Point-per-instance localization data
****************

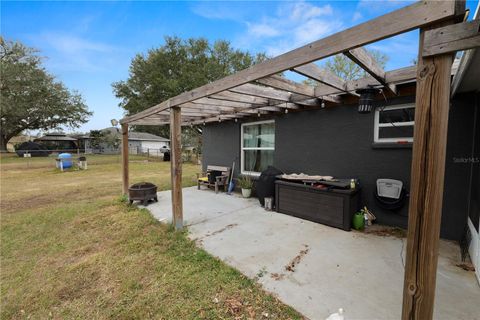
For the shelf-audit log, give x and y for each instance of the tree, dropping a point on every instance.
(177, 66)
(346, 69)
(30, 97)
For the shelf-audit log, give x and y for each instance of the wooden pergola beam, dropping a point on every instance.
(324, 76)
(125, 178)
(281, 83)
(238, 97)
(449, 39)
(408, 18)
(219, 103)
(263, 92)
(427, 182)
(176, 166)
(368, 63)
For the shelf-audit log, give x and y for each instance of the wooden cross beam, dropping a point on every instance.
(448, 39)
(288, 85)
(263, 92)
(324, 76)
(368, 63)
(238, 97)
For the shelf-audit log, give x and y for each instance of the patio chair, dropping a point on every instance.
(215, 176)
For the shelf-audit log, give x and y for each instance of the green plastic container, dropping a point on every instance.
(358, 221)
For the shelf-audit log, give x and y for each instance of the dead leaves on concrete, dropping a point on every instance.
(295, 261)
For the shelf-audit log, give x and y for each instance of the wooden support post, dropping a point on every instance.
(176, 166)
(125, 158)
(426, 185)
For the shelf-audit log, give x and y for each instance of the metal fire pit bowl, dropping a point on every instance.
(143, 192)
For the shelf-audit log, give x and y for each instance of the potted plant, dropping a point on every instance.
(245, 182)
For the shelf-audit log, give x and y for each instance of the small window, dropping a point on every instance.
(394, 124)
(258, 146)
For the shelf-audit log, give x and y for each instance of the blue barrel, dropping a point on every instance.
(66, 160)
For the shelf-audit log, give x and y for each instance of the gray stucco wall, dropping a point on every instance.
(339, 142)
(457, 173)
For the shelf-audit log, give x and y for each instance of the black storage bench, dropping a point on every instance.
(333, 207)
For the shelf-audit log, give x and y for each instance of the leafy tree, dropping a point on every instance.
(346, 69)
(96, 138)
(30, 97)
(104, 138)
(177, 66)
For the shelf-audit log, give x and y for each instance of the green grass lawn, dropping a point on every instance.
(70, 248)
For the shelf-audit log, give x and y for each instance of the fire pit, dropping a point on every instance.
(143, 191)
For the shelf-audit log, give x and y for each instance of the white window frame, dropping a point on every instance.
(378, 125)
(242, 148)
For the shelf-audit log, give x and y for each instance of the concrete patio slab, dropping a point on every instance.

****************

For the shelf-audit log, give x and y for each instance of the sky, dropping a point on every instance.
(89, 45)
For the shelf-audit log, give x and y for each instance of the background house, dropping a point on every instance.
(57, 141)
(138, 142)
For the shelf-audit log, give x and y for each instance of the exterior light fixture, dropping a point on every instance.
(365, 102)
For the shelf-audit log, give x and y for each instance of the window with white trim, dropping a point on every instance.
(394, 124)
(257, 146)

****************

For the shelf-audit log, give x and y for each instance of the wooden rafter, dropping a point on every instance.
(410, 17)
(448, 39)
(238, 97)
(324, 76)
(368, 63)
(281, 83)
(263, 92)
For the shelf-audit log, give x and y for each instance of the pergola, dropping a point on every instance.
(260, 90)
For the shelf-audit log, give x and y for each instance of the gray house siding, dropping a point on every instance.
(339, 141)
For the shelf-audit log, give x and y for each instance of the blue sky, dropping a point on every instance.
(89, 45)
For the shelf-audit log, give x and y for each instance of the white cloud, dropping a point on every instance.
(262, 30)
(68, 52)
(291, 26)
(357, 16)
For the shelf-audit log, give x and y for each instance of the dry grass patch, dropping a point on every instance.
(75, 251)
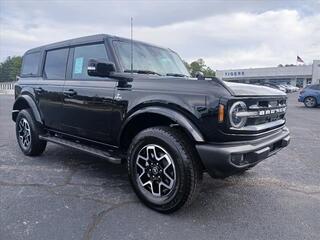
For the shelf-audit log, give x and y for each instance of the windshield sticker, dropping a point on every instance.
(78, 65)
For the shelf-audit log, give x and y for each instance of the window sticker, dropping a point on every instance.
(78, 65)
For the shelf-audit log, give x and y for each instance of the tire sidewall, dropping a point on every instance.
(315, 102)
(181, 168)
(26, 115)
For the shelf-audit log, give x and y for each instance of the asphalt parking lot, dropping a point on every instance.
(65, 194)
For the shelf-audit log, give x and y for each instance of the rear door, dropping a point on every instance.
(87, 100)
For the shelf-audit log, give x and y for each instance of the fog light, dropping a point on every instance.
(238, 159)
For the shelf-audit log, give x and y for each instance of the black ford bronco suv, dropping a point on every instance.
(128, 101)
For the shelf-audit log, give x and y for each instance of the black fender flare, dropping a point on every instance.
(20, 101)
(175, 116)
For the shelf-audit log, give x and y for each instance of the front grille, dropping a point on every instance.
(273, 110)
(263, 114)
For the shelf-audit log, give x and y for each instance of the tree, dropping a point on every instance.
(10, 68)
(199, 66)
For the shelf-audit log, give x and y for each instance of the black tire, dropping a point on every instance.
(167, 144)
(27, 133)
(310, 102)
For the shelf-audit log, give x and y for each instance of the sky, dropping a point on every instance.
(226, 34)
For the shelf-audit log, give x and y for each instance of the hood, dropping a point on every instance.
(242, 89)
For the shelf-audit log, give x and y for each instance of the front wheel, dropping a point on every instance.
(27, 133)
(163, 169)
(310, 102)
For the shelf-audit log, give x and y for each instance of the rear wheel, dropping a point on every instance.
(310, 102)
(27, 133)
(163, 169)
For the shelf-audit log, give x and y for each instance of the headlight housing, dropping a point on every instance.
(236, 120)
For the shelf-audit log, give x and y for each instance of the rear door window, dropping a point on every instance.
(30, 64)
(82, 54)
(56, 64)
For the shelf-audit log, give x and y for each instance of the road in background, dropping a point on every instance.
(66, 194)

****************

**What the task requires**:
Using the records above, set down exactly the lines from the one with "barrel, dropping a point on every instance." through the one with "slab, dropping a point on every instance.", inclusive, and nothing more.

**Exercise result**:
For the shelf-audit log, give x and y for each instance of the blue barrel, dropping a point on every instance.
(66, 160)
For the shelf-audit log, give x and y for each instance of the gray stucco wall, dropping a point on every instance.
(339, 142)
(457, 173)
For the shelf-audit log, give x and y for each instance of the black storage bench, dropping a point on every instance.
(333, 207)
For the shelf-audit log, give x and y for each instance of the leafy tree, dropping a point on every instance.
(346, 69)
(96, 138)
(30, 97)
(104, 138)
(177, 66)
For the shelf-audit log, give x and y for each instance of the green grass lawn, dropping a point on every instance.
(70, 248)
For the shelf-audit log, give x and y for each instance of the fire pit, dropping a point on every instance.
(143, 191)
For the shelf-audit log, give x and y for each instance of the white window frame, dropping a point on every instance.
(378, 125)
(242, 148)
For the shelf-audit log, give x and y for each instance of the concrete patio slab, dropping a point on every instance.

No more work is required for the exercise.